Beobachter der Verhandlungen bemerkten, die Neos hätten ihr Programm – brutale Rentenkürzungen, Beschneidung der öffentlichen Gesundheitsfürsorge sowie der öffentlichen Bildung und das Ende der militärischen Neutralität des Landes – zu 100 Prozent ohne Abstriche durchsetzen wollen.

Nehammer begründete seinen Rücktritt und das Scheitern der Gespräche mit der SPÖ ähnlich. Er erklärte, es sei „augenscheinlich, dass die destruktiven Kräfte in der SPÖ die Oberhand gewonnen haben“. Seine Partei werde kein Programm unterschreiben, das „wirtschaftsfeindlich, wettbewerbsfeindlich und leistungsfeindlich“ sei.

Tatsächlich vertritt die SPÖ in keiner Weise ein solches Programm. Sie hält lediglich einen derart offenen Angriff auf die Arbeiterklasse für zu riskant, da er unweigerlich massive Opposition auslösen würde, die womöglich auch die Gewerkschaften nicht mehr kontrollieren könnten. Der SPÖ geht es darum, die arbeiterfeindliche und militaristische Politik besser zu verdecken, um den Widerstand dagegen zu ersticken.

Der Rücktritt von Nehammer macht nun den Weg frei für eine Regierung der extremen Rechten, die radikale Kürzungen im Haushalt, Aufrüstung nach Innen und nach Außen und eine Verschärfung der restriktiven Flüchtlingspolitik vorantreibt.

Am Sonntag erklärte Staatspräsident Alexander van der Bellen, der von den Grünen kommt, er werde sich am Montag mit FPÖ-Parteichef Herbert Kickl treffen. Es ist davon auszugehen, dass er diesen mit der Regierungsbildung beauftragen wird. Er habe den Eindruck, dass die Stimmen in der ÖVP, die eine Zusammenarbeit mit Kickl ausschließen, deutlich leiser geworden seien. „Das wiederum bedeutet, dass sich möglicherweise ein neuer Weg auftut,“ so van der Bellen.

Kickl steht selbst unter europäischen Rechtsradikalen am rechten Rand. Er begann seine politische Karriere als Redenschreiber für Jörg Haider, der die FPÖ in eine offen rechtsextreme Partei verwandelte. Später überwarf er sich mit Haider und griff diesen von rechts an. Vom Dezember 2017 bis Mai 2019 war er unter ÖVP-Kanzler Sebastian Kurz österreichischer Innenminister und machte sich als Law-and-Order-Politiker, eine aggressive Flüchtlingspolitik sowie mehrere Affären einen Namen. Im Juni 2021 wurde er zum Vorsitzenden der FPÖ gewählt.

BEREITGESTELLTES MATERIAL:
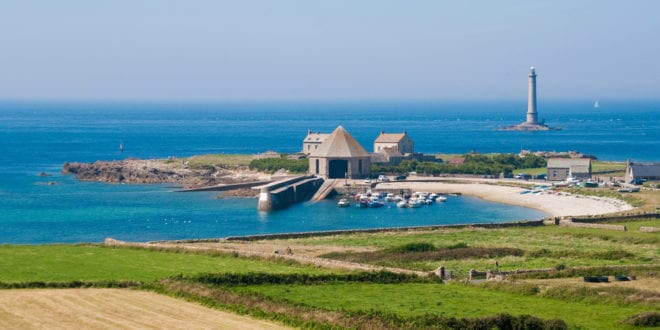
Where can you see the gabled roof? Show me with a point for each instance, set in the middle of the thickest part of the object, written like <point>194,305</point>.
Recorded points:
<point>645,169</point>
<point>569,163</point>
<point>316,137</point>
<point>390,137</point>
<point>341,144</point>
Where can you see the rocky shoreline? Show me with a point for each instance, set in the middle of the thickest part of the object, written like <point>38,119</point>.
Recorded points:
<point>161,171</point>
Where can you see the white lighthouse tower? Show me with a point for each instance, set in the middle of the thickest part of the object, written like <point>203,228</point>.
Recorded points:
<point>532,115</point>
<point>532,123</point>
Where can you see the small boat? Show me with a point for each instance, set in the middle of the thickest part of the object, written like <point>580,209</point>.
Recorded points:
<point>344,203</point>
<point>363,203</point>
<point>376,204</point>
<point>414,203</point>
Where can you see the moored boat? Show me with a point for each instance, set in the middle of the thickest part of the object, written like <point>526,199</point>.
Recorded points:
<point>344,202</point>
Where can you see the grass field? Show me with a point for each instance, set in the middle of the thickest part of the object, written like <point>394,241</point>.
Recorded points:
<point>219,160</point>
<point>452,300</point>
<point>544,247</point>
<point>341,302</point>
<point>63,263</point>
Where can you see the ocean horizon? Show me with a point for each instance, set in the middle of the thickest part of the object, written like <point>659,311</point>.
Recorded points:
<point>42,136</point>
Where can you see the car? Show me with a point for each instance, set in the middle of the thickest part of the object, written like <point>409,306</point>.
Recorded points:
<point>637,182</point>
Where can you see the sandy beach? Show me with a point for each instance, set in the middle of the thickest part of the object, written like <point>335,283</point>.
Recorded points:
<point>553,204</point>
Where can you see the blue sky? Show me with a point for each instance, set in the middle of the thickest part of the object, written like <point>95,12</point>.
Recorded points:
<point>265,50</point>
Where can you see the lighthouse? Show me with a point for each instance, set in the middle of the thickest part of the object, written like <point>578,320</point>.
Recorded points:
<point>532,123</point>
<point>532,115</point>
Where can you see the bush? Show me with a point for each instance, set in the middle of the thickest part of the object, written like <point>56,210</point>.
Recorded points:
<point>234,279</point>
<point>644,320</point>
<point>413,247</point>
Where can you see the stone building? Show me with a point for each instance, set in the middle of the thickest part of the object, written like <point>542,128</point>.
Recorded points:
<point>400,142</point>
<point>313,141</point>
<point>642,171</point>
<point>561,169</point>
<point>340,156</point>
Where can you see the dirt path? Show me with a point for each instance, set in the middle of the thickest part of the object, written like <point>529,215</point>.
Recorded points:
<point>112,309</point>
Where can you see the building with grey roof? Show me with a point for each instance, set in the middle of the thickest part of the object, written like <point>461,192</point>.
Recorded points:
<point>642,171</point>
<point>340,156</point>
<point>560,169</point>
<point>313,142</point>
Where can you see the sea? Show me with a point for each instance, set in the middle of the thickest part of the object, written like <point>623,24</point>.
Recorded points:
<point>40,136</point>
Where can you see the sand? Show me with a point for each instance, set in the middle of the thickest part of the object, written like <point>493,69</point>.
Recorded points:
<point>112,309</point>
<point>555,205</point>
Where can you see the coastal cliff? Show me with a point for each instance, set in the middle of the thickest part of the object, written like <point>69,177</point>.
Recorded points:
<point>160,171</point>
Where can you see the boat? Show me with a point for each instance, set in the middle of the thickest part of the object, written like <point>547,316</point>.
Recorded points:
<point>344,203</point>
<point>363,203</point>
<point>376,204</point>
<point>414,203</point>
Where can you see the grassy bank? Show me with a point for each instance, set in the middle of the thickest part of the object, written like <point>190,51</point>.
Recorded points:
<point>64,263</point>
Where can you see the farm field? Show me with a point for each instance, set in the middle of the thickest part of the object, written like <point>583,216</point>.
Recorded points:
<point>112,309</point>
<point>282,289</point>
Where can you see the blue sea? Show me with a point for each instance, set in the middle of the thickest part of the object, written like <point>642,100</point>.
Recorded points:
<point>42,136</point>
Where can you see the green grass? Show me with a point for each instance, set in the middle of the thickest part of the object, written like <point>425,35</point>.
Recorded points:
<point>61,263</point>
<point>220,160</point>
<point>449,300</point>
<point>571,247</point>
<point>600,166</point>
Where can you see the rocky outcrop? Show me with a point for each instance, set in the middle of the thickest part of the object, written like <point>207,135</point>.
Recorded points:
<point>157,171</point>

AUFGABE:
Schreib aus dem Text über Nehammers Rücktritt die Passage zwischen „Kickl steht selbst“ und „der FPÖ gewählt.“ wortgetreu ab, beide Stellen eingeschlossen.

DIE ANTWORT:
Kickl steht selbst unter europäischen Rechtsradikalen am rechten Rand. Er begann seine politische Karriere als Redenschreiber für Jörg Haider, der die FPÖ in eine offen rechtsextreme Partei verwandelte. Später überwarf er sich mit Haider und griff diesen von rechts an. Vom Dezember 2017 bis Mai 2019 war er unter ÖVP-Kanzler Sebastian Kurz österreichischer Innenminister und machte sich als Law-and-Order-Politiker, eine aggressive Flüchtlingspolitik sowie mehrere Affären einen Namen. Im Juni 2021 wurde er zum Vorsitzenden der FPÖ gewählt.